Supplied records ▸
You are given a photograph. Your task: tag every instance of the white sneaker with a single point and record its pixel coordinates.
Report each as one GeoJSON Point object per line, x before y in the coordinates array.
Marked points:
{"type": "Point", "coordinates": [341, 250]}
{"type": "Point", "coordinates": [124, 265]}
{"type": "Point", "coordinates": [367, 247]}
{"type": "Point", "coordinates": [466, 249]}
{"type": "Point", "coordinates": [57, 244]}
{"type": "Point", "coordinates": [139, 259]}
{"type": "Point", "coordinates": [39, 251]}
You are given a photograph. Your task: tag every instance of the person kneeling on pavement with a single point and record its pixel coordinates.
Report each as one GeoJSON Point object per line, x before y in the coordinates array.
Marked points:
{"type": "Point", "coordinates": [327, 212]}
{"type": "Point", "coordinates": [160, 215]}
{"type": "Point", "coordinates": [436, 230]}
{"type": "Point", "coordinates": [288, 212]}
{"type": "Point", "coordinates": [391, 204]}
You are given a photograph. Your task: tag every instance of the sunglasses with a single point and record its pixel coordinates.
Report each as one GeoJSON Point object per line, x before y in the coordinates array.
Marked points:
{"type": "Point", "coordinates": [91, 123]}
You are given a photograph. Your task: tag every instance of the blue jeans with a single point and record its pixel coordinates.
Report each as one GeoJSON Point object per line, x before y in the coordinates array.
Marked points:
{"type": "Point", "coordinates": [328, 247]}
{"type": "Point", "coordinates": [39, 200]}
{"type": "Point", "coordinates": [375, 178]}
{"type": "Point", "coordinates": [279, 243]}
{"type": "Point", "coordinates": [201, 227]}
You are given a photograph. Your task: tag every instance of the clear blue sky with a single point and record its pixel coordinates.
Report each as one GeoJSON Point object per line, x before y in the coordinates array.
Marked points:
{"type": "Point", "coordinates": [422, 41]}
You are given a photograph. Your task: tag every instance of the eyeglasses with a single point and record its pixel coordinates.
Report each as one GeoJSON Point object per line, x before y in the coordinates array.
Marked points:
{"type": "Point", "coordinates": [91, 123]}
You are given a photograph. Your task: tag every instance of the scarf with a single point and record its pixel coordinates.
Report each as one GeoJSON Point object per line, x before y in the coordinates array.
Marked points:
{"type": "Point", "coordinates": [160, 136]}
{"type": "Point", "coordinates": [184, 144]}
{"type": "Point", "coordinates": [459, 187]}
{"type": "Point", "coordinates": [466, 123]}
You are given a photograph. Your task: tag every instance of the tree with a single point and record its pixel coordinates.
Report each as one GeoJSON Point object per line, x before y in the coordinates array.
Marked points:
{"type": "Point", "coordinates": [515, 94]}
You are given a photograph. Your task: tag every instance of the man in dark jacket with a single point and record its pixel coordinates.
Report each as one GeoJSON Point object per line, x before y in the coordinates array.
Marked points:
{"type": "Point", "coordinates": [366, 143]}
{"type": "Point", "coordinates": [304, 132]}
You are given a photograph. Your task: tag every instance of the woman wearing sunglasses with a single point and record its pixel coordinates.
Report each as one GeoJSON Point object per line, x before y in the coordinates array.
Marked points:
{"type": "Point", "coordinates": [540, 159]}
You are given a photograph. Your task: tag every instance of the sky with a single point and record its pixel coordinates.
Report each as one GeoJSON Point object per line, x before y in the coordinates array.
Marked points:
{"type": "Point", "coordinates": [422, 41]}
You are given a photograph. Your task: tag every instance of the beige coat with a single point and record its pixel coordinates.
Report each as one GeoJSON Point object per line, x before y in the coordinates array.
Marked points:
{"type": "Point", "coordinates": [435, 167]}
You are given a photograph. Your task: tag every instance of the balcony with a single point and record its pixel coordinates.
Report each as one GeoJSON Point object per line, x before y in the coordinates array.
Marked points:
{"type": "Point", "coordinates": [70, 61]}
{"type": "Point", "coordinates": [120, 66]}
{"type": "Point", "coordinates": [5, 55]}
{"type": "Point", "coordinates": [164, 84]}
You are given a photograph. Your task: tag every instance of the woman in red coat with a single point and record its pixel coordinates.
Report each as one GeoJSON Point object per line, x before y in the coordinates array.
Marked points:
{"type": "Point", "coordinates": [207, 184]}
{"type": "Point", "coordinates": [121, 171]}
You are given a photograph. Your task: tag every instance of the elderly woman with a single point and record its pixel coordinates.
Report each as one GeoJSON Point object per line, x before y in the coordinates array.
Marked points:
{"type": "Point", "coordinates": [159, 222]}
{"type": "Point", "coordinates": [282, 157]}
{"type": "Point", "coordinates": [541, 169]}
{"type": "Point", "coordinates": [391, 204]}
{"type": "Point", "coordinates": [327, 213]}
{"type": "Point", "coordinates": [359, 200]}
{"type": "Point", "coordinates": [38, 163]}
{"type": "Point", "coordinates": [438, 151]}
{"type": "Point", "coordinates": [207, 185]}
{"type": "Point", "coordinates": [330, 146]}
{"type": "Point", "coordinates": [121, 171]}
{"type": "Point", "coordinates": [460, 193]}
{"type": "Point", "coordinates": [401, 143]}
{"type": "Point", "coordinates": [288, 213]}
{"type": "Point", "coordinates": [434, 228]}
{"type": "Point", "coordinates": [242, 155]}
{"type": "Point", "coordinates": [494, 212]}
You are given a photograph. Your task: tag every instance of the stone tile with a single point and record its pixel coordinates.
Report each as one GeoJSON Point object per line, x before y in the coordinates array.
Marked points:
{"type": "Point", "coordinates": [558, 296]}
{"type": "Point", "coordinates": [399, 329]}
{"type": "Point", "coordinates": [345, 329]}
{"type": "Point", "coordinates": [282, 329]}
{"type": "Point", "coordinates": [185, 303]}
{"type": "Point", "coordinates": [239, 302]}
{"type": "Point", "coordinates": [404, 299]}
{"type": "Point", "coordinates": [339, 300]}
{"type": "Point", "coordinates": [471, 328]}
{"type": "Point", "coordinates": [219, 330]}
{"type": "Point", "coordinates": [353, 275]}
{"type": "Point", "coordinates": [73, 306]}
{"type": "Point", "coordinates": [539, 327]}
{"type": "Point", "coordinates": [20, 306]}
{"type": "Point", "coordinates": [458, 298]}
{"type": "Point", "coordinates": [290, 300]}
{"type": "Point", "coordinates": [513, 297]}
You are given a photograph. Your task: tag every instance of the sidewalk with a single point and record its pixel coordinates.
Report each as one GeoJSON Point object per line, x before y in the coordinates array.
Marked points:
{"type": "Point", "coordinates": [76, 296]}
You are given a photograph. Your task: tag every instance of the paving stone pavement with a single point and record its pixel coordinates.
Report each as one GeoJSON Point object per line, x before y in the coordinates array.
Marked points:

Brief ▸ Every line above should be written out again exactly as it stands.

Exercise result ▸
You are given a photograph. Your task: tag every instance of the white sneaker with a single point and record its pixel coordinates.
Report each as one GeoJSON Point object per line, x before y in the coordinates array.
Marked points:
{"type": "Point", "coordinates": [341, 250]}
{"type": "Point", "coordinates": [124, 265]}
{"type": "Point", "coordinates": [367, 247]}
{"type": "Point", "coordinates": [466, 249]}
{"type": "Point", "coordinates": [57, 244]}
{"type": "Point", "coordinates": [139, 259]}
{"type": "Point", "coordinates": [39, 251]}
You are given a photograph. Your task: tag every instance of the person kneeling on pavement with a single point and record its pixel coordinates.
Report each as one GeoJSON Point object per line, x before y in the coordinates array.
Marked points:
{"type": "Point", "coordinates": [327, 212]}
{"type": "Point", "coordinates": [160, 215]}
{"type": "Point", "coordinates": [436, 230]}
{"type": "Point", "coordinates": [288, 212]}
{"type": "Point", "coordinates": [391, 204]}
You are given a photograph. Your task: tag every instance of the sunglasses with a single point and record its pixel coordinates.
Report each as one GeoJSON Point object per line, x before y in the coordinates array.
Marked points:
{"type": "Point", "coordinates": [91, 123]}
You are given a photograph. Your task: tag every instance of the blue jeans with a single point and record its pixel coordinates.
Report each as one GeoJSON Point object per line, x before y in the coordinates array.
Marked points:
{"type": "Point", "coordinates": [328, 247]}
{"type": "Point", "coordinates": [39, 200]}
{"type": "Point", "coordinates": [375, 178]}
{"type": "Point", "coordinates": [279, 243]}
{"type": "Point", "coordinates": [201, 227]}
You are given a photograph. Your task: tag every instance of the clear blue sky with a single point and record its pixel coordinates.
Report each as one GeoJSON Point object per line, x before y in the coordinates array.
Marked points:
{"type": "Point", "coordinates": [422, 41]}
You are given a photograph. Your task: tag every instance of the eyeglasses with a single point and record its pixel coordinates.
Report each as one GeoJSON Point object per line, x before y in the coordinates array.
Marked points:
{"type": "Point", "coordinates": [91, 123]}
You are given a photograph. Your task: tag every instance of the scarf with a single point and record its pixel coordinates.
Report each as one GeoJSON Point object per line, x before y in the coordinates array.
Marked points:
{"type": "Point", "coordinates": [160, 136]}
{"type": "Point", "coordinates": [184, 144]}
{"type": "Point", "coordinates": [459, 187]}
{"type": "Point", "coordinates": [466, 123]}
You are given a photograph. Your task: tag every instance of the tree with a single point and record its pixel coordinates.
Report each as one GeoJSON Point object per line, x before y in the coordinates array.
Marked points:
{"type": "Point", "coordinates": [515, 94]}
You are given a photograph. Your task: tag every instance of the man in dark jacket with a single point and record its pixel coordinates.
Report each as one GeoJSON Point object per line, x before y in the coordinates array.
Marked points:
{"type": "Point", "coordinates": [366, 143]}
{"type": "Point", "coordinates": [304, 132]}
You are given a photograph. Your task: tag every instance of the woman wearing sunglasses with a single point and record its pixel coordinates.
Report each as one GeoJSON Point object per line, x before y in the coordinates array.
Marked points:
{"type": "Point", "coordinates": [540, 159]}
You are given a photograph. Your task: tag every instance of the sky with a single point and record its pixel coordinates.
Report each as one GeoJSON Point object per line, x before y in the coordinates array.
Marked points:
{"type": "Point", "coordinates": [422, 41]}
You are given a photograph. Your task: tag every instance of the beige coat with a single point and record its pixel coordinates.
Report each as one GeoJSON Point object per line, x before y in the coordinates array.
Marked points:
{"type": "Point", "coordinates": [435, 167]}
You are given a photograph. Your task: tag every instance of the balcony with a single point and record its pixel coordinates.
Report each as one GeoJSON Point object per line, x before y in the coordinates array.
Marked points:
{"type": "Point", "coordinates": [70, 61]}
{"type": "Point", "coordinates": [120, 66]}
{"type": "Point", "coordinates": [5, 55]}
{"type": "Point", "coordinates": [164, 84]}
You are given a photograph. Your task: tag every instance of the woman in red coat with a single point and record its pixel coordinates.
Report each as one GeoJSON Point object per line, x before y in the coordinates array.
Marked points:
{"type": "Point", "coordinates": [207, 184]}
{"type": "Point", "coordinates": [121, 171]}
You are given a photograph. Your task: tag every instance of the elderly woman with a single point and record its pixel coordinates.
Report each as one GeoJSON Point object per line, x before y in the coordinates array.
Marked points:
{"type": "Point", "coordinates": [159, 222]}
{"type": "Point", "coordinates": [282, 157]}
{"type": "Point", "coordinates": [541, 169]}
{"type": "Point", "coordinates": [391, 204]}
{"type": "Point", "coordinates": [327, 213]}
{"type": "Point", "coordinates": [359, 200]}
{"type": "Point", "coordinates": [38, 163]}
{"type": "Point", "coordinates": [438, 151]}
{"type": "Point", "coordinates": [207, 185]}
{"type": "Point", "coordinates": [330, 146]}
{"type": "Point", "coordinates": [121, 171]}
{"type": "Point", "coordinates": [460, 193]}
{"type": "Point", "coordinates": [401, 143]}
{"type": "Point", "coordinates": [288, 213]}
{"type": "Point", "coordinates": [434, 228]}
{"type": "Point", "coordinates": [242, 155]}
{"type": "Point", "coordinates": [494, 212]}
You are given a photograph. Your task: tag every instance of the stone tile with a single point and record its pixel coordinates.
Report each as one GeoJSON Point object per line, x before y in the coordinates array.
Marked points:
{"type": "Point", "coordinates": [558, 296]}
{"type": "Point", "coordinates": [399, 329]}
{"type": "Point", "coordinates": [345, 329]}
{"type": "Point", "coordinates": [282, 329]}
{"type": "Point", "coordinates": [185, 303]}
{"type": "Point", "coordinates": [239, 302]}
{"type": "Point", "coordinates": [404, 299]}
{"type": "Point", "coordinates": [339, 300]}
{"type": "Point", "coordinates": [471, 328]}
{"type": "Point", "coordinates": [219, 330]}
{"type": "Point", "coordinates": [353, 275]}
{"type": "Point", "coordinates": [73, 306]}
{"type": "Point", "coordinates": [539, 327]}
{"type": "Point", "coordinates": [20, 306]}
{"type": "Point", "coordinates": [458, 298]}
{"type": "Point", "coordinates": [290, 300]}
{"type": "Point", "coordinates": [513, 297]}
You are given a photograph. Your task: tag every instance of the sidewalk with a single point and record its pixel coordinates.
Report each as one GeoJSON Point object per line, x before y in the coordinates array.
Marked points:
{"type": "Point", "coordinates": [76, 296]}
You are given a photograph. Your task: tag every instance of the paving stone pavement with a single point and record its pixel coordinates.
Report each as one GeoJSON Point object per line, x before y in the coordinates array.
Marked points:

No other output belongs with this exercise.